:: Description of the task ::
The copy has to match the data exactly and leave out every picture.

:: Dataset records ::
<<<<
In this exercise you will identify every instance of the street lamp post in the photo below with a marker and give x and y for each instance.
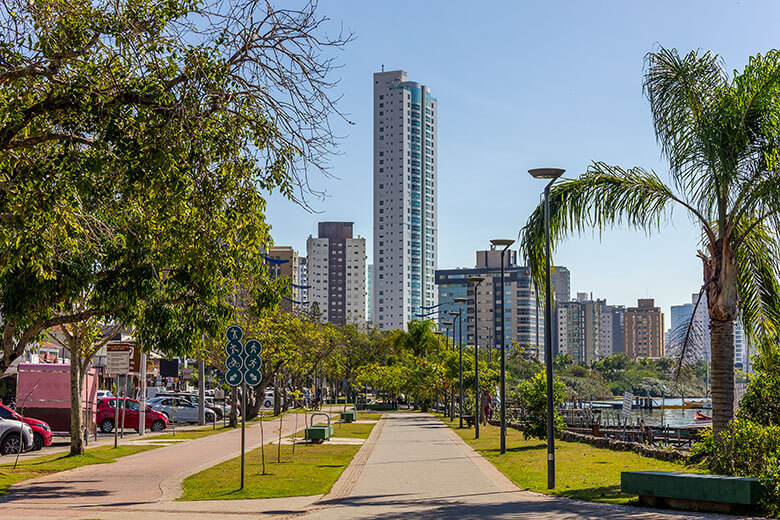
(476, 280)
(447, 325)
(552, 174)
(506, 242)
(460, 301)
>>>>
:: Result ::
In this exercise you will identify every instance of the street lamp post in the photo below with a marker and give x and y for each instance.
(476, 280)
(447, 325)
(552, 174)
(506, 242)
(460, 301)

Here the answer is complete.